# Tarea pendiente
Reescala las coordenadas de los recuadros de respuesta desde el comienzo de los elementos hasta la línea con "[50, 98, 110, 120]", incluida. Reproduce todas esas líneas y deja el resto del texto sin cambios, pero multiplica cada coordenada por 2,45 y redondea al entero, con las mitades hacia arriba.

··· Registros de datos

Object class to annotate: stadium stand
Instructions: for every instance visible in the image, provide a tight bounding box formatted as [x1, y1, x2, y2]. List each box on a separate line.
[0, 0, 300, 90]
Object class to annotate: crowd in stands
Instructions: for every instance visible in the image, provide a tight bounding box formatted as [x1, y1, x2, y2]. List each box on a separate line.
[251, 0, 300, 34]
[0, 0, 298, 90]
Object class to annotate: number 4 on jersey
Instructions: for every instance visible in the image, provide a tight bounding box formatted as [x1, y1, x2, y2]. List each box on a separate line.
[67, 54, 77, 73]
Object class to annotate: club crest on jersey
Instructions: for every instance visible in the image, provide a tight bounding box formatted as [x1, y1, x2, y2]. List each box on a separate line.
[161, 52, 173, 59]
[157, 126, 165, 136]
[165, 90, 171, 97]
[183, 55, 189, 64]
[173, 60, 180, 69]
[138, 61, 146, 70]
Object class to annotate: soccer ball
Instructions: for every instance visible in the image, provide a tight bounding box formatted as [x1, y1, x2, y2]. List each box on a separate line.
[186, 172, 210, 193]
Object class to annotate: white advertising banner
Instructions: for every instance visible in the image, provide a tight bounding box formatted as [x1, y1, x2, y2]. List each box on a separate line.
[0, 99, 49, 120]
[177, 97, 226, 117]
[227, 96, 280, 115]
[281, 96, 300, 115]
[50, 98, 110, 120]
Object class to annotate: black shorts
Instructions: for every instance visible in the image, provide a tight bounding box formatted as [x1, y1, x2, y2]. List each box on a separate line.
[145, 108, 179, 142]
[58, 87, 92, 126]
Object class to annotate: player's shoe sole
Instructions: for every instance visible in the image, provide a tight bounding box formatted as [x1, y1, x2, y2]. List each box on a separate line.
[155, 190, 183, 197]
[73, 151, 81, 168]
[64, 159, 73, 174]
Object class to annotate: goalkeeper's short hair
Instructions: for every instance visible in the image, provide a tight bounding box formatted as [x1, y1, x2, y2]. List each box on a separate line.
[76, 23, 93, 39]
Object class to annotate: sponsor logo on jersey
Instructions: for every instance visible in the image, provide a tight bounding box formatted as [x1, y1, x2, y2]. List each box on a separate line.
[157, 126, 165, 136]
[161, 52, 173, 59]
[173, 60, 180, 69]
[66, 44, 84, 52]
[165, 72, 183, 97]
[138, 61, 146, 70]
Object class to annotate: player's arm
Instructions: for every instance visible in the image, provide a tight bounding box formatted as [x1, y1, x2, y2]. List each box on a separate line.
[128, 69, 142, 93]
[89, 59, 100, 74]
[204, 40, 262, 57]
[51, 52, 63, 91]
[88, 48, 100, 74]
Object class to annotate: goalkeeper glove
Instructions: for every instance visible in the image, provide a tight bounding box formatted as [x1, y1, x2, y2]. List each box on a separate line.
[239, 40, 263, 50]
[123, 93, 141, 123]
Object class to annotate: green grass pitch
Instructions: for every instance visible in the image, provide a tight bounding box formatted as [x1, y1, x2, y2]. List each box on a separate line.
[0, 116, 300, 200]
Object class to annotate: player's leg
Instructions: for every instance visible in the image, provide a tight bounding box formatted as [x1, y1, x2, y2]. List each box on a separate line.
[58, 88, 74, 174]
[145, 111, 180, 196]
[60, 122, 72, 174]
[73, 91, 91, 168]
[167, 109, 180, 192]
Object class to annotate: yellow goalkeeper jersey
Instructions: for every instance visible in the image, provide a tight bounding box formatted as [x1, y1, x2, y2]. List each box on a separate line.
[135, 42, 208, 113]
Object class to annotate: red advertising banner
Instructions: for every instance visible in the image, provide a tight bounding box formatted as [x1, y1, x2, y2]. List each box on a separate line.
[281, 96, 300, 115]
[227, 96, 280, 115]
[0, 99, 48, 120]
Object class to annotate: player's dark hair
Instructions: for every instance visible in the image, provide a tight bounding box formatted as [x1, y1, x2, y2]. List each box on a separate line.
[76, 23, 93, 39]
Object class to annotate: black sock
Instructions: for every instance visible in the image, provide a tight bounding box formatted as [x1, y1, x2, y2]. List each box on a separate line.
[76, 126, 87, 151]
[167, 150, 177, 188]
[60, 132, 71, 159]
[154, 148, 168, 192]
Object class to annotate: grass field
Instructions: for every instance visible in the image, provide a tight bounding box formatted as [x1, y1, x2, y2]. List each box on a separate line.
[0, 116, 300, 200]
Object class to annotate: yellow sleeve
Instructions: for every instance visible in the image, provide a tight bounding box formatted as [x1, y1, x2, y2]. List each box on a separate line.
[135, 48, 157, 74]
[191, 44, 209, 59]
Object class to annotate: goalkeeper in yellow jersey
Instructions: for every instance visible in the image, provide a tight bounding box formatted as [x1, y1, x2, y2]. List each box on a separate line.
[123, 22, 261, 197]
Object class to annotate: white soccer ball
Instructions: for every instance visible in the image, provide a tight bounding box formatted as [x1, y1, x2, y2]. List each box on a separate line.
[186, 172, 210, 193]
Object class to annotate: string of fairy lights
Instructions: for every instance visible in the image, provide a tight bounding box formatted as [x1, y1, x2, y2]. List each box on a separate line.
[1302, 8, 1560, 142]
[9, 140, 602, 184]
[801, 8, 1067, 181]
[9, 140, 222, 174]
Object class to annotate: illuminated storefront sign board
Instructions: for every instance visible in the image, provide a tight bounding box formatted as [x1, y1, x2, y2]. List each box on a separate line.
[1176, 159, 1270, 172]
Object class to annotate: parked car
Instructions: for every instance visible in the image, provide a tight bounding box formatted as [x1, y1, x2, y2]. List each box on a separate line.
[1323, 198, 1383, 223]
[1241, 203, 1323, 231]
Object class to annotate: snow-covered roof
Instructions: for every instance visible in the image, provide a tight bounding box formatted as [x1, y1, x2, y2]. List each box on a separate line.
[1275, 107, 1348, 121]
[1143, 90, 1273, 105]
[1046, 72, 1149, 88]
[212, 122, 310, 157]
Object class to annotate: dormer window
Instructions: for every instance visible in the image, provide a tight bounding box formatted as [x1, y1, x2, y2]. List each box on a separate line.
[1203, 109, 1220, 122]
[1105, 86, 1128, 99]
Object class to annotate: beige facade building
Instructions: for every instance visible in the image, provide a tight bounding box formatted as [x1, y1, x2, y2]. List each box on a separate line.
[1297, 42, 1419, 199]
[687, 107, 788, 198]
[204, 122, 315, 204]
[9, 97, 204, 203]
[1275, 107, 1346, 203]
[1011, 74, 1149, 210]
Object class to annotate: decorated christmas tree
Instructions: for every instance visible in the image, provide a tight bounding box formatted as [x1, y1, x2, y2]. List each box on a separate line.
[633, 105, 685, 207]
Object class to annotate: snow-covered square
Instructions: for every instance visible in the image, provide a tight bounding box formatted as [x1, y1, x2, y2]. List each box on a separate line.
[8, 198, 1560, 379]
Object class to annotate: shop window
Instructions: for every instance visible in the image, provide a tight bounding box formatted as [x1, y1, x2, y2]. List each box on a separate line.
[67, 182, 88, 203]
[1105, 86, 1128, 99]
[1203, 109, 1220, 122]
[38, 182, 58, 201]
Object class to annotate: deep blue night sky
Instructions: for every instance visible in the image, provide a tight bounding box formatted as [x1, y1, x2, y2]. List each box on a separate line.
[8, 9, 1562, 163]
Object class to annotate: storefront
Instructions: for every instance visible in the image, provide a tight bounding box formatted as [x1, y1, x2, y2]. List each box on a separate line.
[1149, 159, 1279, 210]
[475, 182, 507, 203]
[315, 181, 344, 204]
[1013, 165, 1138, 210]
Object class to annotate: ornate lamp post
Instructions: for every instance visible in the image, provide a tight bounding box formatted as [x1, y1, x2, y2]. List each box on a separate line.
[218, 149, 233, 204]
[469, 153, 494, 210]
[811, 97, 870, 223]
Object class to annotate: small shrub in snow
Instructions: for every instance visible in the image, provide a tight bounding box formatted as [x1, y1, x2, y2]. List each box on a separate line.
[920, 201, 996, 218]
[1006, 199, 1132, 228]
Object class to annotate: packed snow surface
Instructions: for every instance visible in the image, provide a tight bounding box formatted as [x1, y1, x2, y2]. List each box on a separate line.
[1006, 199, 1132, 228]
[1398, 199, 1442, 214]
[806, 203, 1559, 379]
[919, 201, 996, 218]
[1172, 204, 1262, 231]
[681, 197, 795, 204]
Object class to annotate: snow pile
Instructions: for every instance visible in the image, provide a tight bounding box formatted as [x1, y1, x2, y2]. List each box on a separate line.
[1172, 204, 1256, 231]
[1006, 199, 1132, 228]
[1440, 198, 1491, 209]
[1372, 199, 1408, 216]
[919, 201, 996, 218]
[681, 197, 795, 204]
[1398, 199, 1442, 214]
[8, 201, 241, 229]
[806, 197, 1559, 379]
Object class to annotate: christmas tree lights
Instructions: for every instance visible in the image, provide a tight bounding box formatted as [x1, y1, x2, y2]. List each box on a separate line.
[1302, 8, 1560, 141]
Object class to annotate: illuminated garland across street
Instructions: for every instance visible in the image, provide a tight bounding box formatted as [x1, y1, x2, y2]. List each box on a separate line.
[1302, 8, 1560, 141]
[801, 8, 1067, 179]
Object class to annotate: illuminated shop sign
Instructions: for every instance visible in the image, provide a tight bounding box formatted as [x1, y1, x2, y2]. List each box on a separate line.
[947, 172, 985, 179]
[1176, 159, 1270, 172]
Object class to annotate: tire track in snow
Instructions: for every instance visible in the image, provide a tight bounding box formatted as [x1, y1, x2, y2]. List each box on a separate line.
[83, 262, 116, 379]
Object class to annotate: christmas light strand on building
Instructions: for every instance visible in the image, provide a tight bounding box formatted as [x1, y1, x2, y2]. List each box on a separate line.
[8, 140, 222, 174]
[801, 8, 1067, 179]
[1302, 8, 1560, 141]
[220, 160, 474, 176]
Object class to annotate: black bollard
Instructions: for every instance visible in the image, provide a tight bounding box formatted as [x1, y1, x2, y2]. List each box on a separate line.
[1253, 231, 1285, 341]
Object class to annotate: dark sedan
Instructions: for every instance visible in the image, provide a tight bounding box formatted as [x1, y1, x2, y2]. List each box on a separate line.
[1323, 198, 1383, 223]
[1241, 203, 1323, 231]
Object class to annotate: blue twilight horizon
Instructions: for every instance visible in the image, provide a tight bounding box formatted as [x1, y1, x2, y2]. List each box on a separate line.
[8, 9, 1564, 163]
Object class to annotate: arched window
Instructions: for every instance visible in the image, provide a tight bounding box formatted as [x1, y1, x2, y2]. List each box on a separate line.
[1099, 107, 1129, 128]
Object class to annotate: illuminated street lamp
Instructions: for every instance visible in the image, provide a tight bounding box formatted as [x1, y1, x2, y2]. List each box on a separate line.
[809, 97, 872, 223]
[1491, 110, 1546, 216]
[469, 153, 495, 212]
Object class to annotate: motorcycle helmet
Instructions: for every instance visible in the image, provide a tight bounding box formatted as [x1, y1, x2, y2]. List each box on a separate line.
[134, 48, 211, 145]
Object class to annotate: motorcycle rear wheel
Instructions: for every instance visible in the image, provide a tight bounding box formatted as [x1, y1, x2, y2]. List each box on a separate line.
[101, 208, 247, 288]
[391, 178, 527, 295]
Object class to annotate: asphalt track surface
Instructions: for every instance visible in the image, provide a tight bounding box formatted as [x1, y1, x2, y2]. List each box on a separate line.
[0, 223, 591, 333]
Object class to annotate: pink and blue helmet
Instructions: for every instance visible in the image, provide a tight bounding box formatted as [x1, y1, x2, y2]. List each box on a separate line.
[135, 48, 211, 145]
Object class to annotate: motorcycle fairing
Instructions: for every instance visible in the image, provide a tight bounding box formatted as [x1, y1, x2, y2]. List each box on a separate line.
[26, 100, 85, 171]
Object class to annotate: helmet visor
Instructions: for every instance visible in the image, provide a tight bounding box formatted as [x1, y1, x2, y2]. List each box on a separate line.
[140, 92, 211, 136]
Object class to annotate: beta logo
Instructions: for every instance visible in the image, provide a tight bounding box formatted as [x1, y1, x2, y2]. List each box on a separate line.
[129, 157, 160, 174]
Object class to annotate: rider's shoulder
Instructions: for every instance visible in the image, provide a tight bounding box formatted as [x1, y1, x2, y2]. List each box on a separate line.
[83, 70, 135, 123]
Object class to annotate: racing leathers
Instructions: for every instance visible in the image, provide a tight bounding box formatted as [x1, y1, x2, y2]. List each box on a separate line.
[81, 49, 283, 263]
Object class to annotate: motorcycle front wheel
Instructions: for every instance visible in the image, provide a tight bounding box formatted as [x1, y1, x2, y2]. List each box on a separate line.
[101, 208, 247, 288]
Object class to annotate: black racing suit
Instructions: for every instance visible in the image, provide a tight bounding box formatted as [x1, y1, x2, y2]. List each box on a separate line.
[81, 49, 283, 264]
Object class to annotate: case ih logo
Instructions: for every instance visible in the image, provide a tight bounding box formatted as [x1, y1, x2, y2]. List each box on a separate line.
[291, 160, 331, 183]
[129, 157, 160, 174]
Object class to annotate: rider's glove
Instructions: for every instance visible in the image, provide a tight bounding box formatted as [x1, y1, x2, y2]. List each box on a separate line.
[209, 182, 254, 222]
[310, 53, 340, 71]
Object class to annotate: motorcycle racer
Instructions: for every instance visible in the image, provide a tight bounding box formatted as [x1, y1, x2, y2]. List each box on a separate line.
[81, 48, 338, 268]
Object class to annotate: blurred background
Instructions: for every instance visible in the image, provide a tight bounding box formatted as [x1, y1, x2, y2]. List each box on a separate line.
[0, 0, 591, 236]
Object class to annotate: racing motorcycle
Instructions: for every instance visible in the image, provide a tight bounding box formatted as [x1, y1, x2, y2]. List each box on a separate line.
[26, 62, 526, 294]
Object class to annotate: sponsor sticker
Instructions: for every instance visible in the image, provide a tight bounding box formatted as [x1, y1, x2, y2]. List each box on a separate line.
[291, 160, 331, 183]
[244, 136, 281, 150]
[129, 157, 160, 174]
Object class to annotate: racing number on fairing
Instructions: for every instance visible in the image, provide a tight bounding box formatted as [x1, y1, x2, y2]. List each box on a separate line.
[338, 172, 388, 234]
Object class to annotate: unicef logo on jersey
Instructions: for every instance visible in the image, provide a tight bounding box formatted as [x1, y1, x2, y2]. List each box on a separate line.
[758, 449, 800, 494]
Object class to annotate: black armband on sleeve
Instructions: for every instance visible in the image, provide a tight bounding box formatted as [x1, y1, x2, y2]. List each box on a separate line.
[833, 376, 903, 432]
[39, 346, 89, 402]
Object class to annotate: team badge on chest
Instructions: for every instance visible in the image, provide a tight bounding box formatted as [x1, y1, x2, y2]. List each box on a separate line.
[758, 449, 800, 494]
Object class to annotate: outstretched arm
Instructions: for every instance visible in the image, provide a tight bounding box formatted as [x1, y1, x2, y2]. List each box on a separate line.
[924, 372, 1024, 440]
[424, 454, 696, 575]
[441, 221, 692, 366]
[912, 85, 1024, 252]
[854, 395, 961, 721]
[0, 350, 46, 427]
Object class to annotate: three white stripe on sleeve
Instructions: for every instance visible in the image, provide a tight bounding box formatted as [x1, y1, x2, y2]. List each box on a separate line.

······

# Tarea resuelta
Object class to annotate: stadium stand
Instructions: for every instance visible in the image, provide a tight bounding box formatted as [x1, y1, x2, y2]. List each box on a separate line.
[0, 0, 735, 221]
Object class to annotate: crowd in stands
Instructions: for every instance visible in the image, provide a tight bounding box formatted as [x1, y1, x2, y2]. List each box on a separate line.
[615, 0, 735, 83]
[0, 0, 730, 221]
Object class to annotate: number 4 on jersey
Instructions: for every instance visible in the image, provide a tight bounding box formatted as [x1, y1, x2, y2]. List each box on a separate line.
[164, 132, 189, 179]
Object class to annotate: club crest on jersey
Instructions: for every instance visible in the image, provide a tight bounding box formatted as [x1, y1, x2, y2]. List each box on a separate line.
[394, 127, 424, 145]
[385, 309, 404, 333]
[404, 221, 419, 238]
[448, 135, 463, 157]
[424, 147, 441, 169]
[338, 149, 358, 172]
Object class to annotate: soccer ball
Instructions: for every instance visible in the image, provide a tight bounding box formatted as [x1, y1, x2, y2]. List each box on a separate line.
[456, 421, 515, 473]
Object class to annotate: white advertising banner
Instructions: for every instance visible in the image, provide a tight bounding box formatted as [x1, y1, x2, y2]. List each box on a separate line.
[0, 243, 120, 294]
[434, 238, 554, 287]
[556, 235, 686, 282]
[688, 235, 735, 282]
[123, 240, 270, 294]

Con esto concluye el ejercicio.